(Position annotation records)
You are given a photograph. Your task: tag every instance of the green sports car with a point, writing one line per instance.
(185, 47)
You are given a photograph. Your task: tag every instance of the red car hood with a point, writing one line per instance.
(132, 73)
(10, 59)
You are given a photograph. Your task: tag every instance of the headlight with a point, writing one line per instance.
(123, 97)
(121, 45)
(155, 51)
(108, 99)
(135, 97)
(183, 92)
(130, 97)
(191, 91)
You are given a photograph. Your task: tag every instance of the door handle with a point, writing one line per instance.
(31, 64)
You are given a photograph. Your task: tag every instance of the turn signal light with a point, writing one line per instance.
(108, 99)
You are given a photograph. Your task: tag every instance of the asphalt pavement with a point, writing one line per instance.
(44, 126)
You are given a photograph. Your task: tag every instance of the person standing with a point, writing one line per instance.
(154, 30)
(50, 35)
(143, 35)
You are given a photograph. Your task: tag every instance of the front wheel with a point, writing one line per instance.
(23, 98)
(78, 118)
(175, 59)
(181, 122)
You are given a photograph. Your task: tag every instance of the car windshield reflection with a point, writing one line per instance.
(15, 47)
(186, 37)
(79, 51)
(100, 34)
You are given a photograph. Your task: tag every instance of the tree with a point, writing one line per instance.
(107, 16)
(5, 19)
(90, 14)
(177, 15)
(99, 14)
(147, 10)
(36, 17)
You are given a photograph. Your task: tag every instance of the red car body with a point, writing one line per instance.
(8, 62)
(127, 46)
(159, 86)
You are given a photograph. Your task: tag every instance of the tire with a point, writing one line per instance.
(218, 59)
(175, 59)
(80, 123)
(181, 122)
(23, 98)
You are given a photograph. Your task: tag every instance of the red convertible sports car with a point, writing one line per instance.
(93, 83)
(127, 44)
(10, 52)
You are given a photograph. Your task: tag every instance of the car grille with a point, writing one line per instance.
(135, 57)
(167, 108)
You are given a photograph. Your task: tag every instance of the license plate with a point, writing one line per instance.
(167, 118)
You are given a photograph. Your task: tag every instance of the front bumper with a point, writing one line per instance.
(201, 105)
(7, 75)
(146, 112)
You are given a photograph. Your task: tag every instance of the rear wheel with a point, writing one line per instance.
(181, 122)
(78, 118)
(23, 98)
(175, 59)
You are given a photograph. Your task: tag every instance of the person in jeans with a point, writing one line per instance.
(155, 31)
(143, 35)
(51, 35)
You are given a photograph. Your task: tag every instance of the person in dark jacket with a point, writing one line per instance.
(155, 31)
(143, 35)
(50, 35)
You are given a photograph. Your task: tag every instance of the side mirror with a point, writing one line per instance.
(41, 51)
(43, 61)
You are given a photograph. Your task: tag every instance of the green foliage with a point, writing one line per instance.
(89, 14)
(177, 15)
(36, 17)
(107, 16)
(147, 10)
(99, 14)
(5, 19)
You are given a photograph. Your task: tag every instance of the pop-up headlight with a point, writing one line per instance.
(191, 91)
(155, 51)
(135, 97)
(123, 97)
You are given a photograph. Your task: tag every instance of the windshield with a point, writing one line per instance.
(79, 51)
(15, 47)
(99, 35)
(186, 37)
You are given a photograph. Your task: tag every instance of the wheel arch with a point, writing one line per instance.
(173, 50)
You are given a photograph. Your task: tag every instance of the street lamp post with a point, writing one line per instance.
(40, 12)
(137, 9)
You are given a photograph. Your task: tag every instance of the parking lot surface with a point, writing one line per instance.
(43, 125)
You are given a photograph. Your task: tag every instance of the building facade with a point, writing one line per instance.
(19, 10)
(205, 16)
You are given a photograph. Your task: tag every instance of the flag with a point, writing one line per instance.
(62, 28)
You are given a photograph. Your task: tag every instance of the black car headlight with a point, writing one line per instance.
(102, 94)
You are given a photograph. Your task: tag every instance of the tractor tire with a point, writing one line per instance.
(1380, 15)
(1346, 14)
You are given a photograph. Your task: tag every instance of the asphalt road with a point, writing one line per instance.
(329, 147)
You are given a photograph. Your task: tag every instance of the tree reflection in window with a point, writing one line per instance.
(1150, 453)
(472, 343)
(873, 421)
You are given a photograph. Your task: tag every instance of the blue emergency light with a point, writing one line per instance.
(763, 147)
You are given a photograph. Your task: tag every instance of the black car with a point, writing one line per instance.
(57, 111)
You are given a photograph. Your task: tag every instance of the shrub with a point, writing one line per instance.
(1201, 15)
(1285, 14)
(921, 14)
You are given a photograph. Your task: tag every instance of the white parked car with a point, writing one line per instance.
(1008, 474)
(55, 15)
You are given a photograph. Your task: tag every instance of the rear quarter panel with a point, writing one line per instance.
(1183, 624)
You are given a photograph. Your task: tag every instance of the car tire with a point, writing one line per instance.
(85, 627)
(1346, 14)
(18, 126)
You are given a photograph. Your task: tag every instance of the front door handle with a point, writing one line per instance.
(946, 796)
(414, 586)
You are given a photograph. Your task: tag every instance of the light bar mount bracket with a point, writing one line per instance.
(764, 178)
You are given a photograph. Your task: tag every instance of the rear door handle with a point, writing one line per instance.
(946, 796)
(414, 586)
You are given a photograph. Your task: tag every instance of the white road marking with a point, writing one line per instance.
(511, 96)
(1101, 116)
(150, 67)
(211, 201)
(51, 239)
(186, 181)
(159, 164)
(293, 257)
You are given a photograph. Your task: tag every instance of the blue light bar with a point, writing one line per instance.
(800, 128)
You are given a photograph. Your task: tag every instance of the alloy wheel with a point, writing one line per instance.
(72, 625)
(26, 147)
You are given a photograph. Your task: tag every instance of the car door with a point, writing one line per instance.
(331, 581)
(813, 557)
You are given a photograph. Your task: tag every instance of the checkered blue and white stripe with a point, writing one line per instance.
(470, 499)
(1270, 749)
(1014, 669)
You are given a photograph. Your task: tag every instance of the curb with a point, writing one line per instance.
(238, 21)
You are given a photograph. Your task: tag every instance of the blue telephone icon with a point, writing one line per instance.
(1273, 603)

- _Challenge_: Copy out exactly the lines running from the line with "the blue light" to the end of the records, inclusive.

- _Answer to this problem_:
You are given a photograph. Your task: tag every instance of the blue light bar with a point, writing one line per instance.
(800, 128)
You are given a photograph. Your task: tag every instance of the alloy wheel with a point, writing one line per instance.
(72, 625)
(26, 147)
You are given a photograph. Your task: tag every instance of the car door with a point, writing one line per instance.
(331, 581)
(813, 557)
You are given a photograph. Your task: tag every instance of the checkered blue and white stripe with a point, writing one line per instance.
(470, 499)
(1270, 749)
(1014, 669)
You are given a photograph. Your task: tag every instance of the curb with a point, writing one line per instance.
(238, 21)
You are given a photograph. Your task: tag every instance of the blue telephone icon with a point, writing one line per instance.
(1273, 603)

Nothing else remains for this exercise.